## Stated problem 1
Pick out every line in the entries below that contains the string "drawing", and copy each one. Matches must have the same capitalization.

========================================

Welcome to the
Gen Y Workplace
Employers listen up: Raised in comfort and with the Internet, this generation expects work to have deeper
personal meaning
Gwendy Donaker, a quintessential Generation Y-er, decided to defer a prize job offer at management consulting firm McKinsey & Co. just after graduating from Pomona College in California. Instead, she went for a Fulbright fellowship and a year in Venezuela, working with a development bank on issues of sustainable development and renewable energy. A year later, Donaker, 25, joined McKinsey, but quit after three months.
"I soon realized that it just wasn't worth sacrificing two years working so hard on issues I don't care about just so the firm could pay me to go to B-school," says Donaker, who's now a full-time graduate student at New York University's Wagner school studying nonprofit management and who hopes to start an organic food and cultural center.
Does Donaker's experience offer a glimpse of how her generation will deal with work and career issues? Shockingly so, experts say. It's already being repeated at thousands of companies across the nation. It's causing hand-wringing among top executives at corporations and creating worry lines in the foreheads of deans at business schools. Companies are finding it harder to hire and retain younger people, and applications at business schools are plunging. 70 MILLION STRONG. Nick Hahn, a managing director at Vivaldi Partners, a New York consulting firm, remembers just a decade ago when he was looking for a job, how most college graduates would have given almost anything for a top-paying spot at a big-name investment bank or consulting firm. It was taken for granted that to climb the corporate ladder they would all work 80-plus-hour weeks.
That's beginning to change. Increasingly, "today, college grads ask: 'what can your firm do for me' to help them lead a more purposeful and meaningful life," says Hahn. Such a dramatic attitudinal shift toward work will have far-reaching implications for society at large. Gen Y is one of the most closely watched age groups because it's among the largest -- almost three times the size of Generation X. Born from 1977 to 1997, they're 70 million strong and are also known as echo boomers because they're the closest in population size to the 75 million baby boomers.

========================================

## Stated problem 2
Duplicate the passage of the Gen Y workplace article from "Does Donaker's experience" up to and including "work 80-plus-hour weeks.".

========================================

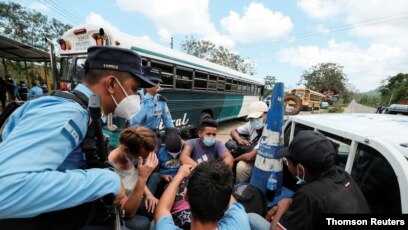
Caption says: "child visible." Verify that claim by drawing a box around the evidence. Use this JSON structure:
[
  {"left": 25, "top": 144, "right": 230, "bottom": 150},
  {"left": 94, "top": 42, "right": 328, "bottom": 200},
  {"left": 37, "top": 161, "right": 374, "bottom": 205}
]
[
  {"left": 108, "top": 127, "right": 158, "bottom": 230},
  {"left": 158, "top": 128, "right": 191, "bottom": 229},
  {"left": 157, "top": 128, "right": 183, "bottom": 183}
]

========================================

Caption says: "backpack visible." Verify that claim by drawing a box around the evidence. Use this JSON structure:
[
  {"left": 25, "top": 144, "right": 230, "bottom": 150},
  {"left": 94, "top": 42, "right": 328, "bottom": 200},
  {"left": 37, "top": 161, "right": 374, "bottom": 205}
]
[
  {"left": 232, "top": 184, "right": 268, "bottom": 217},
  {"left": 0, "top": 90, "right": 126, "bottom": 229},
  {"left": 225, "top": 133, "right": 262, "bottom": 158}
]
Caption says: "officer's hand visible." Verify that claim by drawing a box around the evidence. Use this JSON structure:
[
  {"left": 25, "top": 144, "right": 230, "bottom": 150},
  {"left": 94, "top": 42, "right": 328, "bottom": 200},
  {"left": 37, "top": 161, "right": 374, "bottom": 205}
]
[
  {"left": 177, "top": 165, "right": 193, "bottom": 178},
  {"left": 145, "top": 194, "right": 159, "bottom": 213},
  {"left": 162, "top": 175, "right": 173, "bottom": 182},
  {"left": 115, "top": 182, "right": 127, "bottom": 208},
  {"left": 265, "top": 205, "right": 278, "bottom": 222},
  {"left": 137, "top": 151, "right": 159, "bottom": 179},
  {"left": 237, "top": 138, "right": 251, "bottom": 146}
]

========================================

## Full solution 1
Caption says: "child visible." Verify that claim by drawing a box around the evidence. Use this JSON structure:
Caption says: "backpack visible." Verify that claim by drawing a box around the evidence. Use this JSON structure:
Caption says: "officer's hand visible." Verify that claim by drawing a box around the evidence. Use this JSON structure:

## Full solution 2
Does Donaker's experience offer a glimpse of how her generation will deal with work and career issues? Shockingly so, experts say. It's already being repeated at thousands of companies across the nation. It's causing hand-wringing among top executives at corporations and creating worry lines in the foreheads of deans at business schools. Companies are finding it harder to hire and retain younger people, and applications at business schools are plunging. 70 MILLION STRONG. Nick Hahn, a managing director at Vivaldi Partners, a New York consulting firm, remembers just a decade ago when he was looking for a job, how most college graduates would have given almost anything for a top-paying spot at a big-name investment bank or consulting firm. It was taken for granted that to climb the corporate ladder they would all work 80-plus-hour weeks.